» LIST OF TASKS
• 1. Retype the section of the Giants passage starting with "It’s hard not" and going on through "it, don’t you?".
• 2. Put this sentence from the Giants passage into Spanish: "Canha brings a good at-bat quality to the table."
• 3. Based on the Giants passage, state whether each statement agrees with it, answering yes or no and quoting the words that decide it: (a) The Giants traded RHP Eric Silva in the deal. (b) The Giants have struggled against left-handed pitching this year. (c) Canha is slashing .286/.400/.457 against LHP in 2024.

The Giants traded RHP Eric Silva to get him. He’s hitting .250/.344/.385 in July (16 games, 61 PA). He’s owed around $3.83 million the rest of the way and so it seems like the cash savings the Giants got from trading away Soler, Jackson, and Cobb (~$8.83) still winds up being pretty decent after all — certainly, enough to pay the $2-$3 million CBT tax bill.
Still, it’s an unsexy move. And, as Jeff Young mentions:
This move made so much sense 2 years ago. Canha brings a good at-bat quality to the table. Plus, he is slashing .286/.400/.457 (140 wRC+) against LHP in 2024. That said, the Giants have been fine against LHP (109 wRC+) this year so they are adding to what is already a strength. https://t.co/1ABY0D5x3f
— Jeff Young (@BaseballJeff1) July 30, 2024
The Giants made a very marginal move and are now committed to Tyler Fitzgerald, Heliot Ramos and — if they don’t cut him, which seems unlikely — Derek Hill rotating around center with Canha being a DH backstop in case the Marco Luciano experiment flops and/or Wilmer Flores really is cooked.
It’s hard not to see this as shades of the AJ Pollock deal last year, where the front office didn’t want to signal to the clubhouse and fans that they’d given up on the season, only that they didn’t believe they were going to do much the rest of the way. Now it’s up to the rotation of 4-5 inning starters and an absolutely torched bullpen to help the Giants win every game 2-1. I think they can do it, don’t you?

» DATA EXCERPTS
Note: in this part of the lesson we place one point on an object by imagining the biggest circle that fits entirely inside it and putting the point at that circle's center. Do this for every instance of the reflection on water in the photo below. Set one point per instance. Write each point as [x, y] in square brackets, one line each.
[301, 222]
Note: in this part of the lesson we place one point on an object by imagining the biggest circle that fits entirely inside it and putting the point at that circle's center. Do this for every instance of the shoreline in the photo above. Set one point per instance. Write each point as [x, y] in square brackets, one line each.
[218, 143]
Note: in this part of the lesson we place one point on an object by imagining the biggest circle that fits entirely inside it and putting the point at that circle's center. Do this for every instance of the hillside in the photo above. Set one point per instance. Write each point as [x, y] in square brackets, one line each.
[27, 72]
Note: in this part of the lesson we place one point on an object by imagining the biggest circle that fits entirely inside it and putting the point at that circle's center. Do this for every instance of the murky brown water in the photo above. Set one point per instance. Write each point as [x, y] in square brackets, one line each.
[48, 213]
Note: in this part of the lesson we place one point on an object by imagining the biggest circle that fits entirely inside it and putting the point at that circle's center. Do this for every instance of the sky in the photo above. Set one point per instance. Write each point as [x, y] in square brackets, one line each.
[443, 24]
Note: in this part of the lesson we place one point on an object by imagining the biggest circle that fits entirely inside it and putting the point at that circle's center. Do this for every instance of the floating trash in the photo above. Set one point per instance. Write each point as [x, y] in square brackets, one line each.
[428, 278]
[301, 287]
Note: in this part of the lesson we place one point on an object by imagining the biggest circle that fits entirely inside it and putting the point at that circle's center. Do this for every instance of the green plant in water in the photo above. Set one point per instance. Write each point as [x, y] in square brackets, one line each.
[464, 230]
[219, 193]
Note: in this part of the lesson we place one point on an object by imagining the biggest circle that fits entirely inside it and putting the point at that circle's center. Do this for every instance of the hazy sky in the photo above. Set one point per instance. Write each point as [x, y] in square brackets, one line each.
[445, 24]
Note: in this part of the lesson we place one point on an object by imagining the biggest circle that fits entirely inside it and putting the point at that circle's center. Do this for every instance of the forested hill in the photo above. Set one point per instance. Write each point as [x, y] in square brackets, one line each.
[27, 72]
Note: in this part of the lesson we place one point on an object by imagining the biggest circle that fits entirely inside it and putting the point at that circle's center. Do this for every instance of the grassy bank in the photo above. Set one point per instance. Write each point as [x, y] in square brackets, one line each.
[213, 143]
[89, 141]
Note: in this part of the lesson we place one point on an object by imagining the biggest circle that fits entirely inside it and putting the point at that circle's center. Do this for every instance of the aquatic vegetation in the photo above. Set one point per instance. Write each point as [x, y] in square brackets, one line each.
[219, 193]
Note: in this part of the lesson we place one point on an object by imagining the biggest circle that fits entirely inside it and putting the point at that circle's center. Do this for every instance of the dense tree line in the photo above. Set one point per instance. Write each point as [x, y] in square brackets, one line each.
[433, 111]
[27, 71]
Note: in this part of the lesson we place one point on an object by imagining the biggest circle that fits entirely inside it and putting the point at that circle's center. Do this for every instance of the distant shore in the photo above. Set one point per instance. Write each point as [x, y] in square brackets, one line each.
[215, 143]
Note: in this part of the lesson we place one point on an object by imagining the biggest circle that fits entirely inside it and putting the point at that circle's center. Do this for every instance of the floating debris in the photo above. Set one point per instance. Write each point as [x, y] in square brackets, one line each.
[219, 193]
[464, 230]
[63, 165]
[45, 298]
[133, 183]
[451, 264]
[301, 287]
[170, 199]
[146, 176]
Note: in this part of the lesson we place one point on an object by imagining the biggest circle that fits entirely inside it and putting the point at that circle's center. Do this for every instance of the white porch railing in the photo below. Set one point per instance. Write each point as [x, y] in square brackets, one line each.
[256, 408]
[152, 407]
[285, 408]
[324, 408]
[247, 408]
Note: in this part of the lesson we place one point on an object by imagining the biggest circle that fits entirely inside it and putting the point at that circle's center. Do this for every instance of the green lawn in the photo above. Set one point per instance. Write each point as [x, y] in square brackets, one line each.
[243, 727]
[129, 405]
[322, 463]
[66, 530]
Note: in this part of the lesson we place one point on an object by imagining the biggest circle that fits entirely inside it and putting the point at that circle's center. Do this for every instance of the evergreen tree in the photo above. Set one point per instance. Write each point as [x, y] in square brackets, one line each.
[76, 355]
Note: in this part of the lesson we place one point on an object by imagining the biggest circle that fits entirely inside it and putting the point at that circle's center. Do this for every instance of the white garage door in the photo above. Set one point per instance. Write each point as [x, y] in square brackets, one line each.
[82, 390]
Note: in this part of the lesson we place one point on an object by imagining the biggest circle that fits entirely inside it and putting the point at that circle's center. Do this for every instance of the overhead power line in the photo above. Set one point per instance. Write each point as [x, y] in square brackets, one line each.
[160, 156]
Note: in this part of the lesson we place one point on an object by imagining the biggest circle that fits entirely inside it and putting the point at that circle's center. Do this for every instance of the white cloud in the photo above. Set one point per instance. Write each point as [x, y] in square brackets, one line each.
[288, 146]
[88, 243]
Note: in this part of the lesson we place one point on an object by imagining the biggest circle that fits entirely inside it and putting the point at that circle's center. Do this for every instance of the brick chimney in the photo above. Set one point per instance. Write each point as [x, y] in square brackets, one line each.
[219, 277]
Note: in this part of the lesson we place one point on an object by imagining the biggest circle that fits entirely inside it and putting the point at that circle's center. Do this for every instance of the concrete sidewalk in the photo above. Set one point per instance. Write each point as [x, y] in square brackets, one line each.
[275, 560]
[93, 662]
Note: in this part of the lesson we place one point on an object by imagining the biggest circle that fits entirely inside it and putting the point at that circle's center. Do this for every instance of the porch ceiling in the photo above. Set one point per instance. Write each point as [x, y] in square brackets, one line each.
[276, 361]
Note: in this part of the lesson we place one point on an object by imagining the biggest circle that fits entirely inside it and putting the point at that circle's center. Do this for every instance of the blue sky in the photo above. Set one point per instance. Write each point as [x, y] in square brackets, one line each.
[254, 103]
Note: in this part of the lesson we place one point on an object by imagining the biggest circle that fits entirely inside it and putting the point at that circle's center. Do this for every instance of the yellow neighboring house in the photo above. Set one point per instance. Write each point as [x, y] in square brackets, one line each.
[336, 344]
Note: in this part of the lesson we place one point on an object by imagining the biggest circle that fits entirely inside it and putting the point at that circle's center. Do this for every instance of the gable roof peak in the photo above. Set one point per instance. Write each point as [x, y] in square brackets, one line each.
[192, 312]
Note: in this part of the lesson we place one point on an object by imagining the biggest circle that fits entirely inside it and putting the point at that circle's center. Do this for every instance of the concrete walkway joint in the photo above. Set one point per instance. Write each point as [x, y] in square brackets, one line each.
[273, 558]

» RESULTS FOR THE EXERCISE
• 1.
It’s hard not to see this as shades of the AJ Pollock deal last year, where the front office didn’t want to signal to the clubhouse and fans that they’d given up on the season, only that they didn’t believe they were going to do much the rest of the way. Now it’s up to the rotation of 4-5 inning starters and an absolutely torched bullpen to help the Giants win every game 2-1. I think they can do it, don’t you?

• 2. Canha aporta una buena calidad de turnos al bate.

• 3.
(a) Yes: "The Giants traded RHP Eric Silva to get him."
(b) No: "the Giants have been fine against LHP (109 wRC+) this year"
(c) Yes: "he is slashing .286/.400/.457 (140 wRC+) against LHP in 2024"